Dataset rows on object locations
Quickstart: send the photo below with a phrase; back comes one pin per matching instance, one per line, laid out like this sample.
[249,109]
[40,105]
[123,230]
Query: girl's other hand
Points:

- [WHAT THE TASK ASKS]: Reproduce every one of the rows above word for word.

- [ANSWER]:
Quickstart: send the photo below with a phrase; back comes one pin per matching instance, one per line, laid out like this sample.
[249,109]
[40,105]
[123,230]
Query: girl's other hand
Points:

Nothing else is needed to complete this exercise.